Exercise description: Repeat each entry exactly.

(Stored items)

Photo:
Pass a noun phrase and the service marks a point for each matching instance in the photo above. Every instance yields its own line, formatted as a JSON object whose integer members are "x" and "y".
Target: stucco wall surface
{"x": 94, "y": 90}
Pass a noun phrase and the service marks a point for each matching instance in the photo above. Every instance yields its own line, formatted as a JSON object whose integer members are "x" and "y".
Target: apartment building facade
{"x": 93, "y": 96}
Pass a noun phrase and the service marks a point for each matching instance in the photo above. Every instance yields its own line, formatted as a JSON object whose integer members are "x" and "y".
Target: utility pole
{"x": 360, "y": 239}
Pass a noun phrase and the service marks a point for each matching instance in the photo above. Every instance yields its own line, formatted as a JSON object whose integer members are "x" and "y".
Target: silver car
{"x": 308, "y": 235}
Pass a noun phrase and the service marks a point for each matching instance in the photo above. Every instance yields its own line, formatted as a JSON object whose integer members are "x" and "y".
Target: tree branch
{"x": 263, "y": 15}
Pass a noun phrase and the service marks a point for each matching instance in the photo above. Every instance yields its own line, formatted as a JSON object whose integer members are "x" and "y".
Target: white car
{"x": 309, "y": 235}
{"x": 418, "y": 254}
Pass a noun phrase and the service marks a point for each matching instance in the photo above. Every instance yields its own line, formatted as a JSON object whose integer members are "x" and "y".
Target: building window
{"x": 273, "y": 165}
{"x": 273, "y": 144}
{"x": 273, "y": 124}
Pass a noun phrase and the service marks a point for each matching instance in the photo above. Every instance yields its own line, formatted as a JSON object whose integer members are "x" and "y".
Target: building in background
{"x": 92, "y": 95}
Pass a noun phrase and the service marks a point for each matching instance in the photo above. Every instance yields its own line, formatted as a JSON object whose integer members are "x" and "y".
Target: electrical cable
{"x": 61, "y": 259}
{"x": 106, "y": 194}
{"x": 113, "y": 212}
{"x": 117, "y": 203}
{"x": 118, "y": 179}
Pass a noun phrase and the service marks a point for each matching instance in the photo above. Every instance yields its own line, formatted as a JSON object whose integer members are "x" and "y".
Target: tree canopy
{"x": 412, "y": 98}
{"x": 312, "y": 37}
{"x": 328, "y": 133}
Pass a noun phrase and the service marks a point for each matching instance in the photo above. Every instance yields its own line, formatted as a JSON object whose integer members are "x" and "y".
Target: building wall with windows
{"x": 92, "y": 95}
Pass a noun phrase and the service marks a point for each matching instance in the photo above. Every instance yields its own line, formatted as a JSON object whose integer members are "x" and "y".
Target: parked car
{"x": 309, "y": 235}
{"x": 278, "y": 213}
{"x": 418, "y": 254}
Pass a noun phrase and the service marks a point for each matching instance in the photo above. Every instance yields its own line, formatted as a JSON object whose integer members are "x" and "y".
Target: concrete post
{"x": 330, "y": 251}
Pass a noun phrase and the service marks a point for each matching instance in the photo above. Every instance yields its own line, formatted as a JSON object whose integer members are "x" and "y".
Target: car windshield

Written response:
Photo:
Pass a noun phrase and the service marks a point for each matching instance in the photo above. Every instance yields its own line, formatted as a JSON object whose integer members are "x" and "y".
Target: stucco wall surface
{"x": 94, "y": 90}
Pass a noun phrase and the service marks a point for each matching instance in the photo above. Every instance yields its own line, formatted as a JSON object whose integer members are "x" and "y".
Target: apartment building facade
{"x": 93, "y": 96}
Pass a noun phrase and the service marks a point for each matching instance in the photo above. Every instance yields its own line, formatted as a JSON object whose integer members are "x" and "y".
Target: utility pole
{"x": 360, "y": 239}
Pass a noun phrase and the service marks a point for each matching instance in the photo above. Every instance yields its own line, formatted as a JSON object whose integer members are "x" and "y".
Target: silver car
{"x": 308, "y": 235}
Pass a noun phrase and the service marks a point for each matching instance in the photo above. Every instance yields its own line, formatted as a JSON object whose integer members are "x" and "y".
Target: tree branch
{"x": 263, "y": 15}
Pass a noun phrase and the service marks a point for each matching instance in the photo above. Every instance yields its own line, formatted as a JSON object whose integer members are "x" and "y".
Target: white car
{"x": 309, "y": 235}
{"x": 418, "y": 254}
Pass a noun phrase and the service marks a point for each matching instance in the photo above. Every instance yields its own line, formatted as a JSON object whose integer members are "x" and "y".
Target: building window
{"x": 273, "y": 165}
{"x": 273, "y": 144}
{"x": 273, "y": 124}
Pass a noun phrase and the service marks a point for each matching instance in the photo above. Every instance yields its own line, formatted as a JSON object whose integer members are "x" and "y".
Target: building in background
{"x": 92, "y": 95}
Pass a noun phrase and the service marks a point for each matching instance in the photo above. Every instance yields its own line, formatted as a JSON object whose integer members are "x" and "y".
Target: electrical cable
{"x": 61, "y": 259}
{"x": 106, "y": 194}
{"x": 113, "y": 212}
{"x": 117, "y": 203}
{"x": 118, "y": 179}
Pass a noun phrase and the service marks a point for each matching instance in the photo above. Every instance yields its own line, formatted as a JSON object whose integer members are "x" and "y".
Target: tree canopy
{"x": 412, "y": 98}
{"x": 312, "y": 37}
{"x": 328, "y": 133}
Pass a noun phrase and the service marks a point for each matching instance in the photo above. Every instance yields its own line, formatted as a JSON object whose integer members are "x" and "y".
Target: building wall with windows
{"x": 92, "y": 95}
Pass a noun phrase and the service marks a point for each matching instance in the photo above. Every instance yields its own line, formatted as a JSON object whose integer members are "x" and "y".
Target: parked car
{"x": 309, "y": 235}
{"x": 278, "y": 213}
{"x": 418, "y": 254}
Pass a noun phrase and the service marks a point for each matching instance in the photo above. Every instance yields its own line, formatted as a JSON object whose integer members are "x" and "y".
Target: concrete post
{"x": 330, "y": 251}
Pass a noun phrase and the service marks a point for each matching instance in the photo above. Every instance yields its own line, formatted as a JSON object whose integer members are "x" and "y".
Target: car windshield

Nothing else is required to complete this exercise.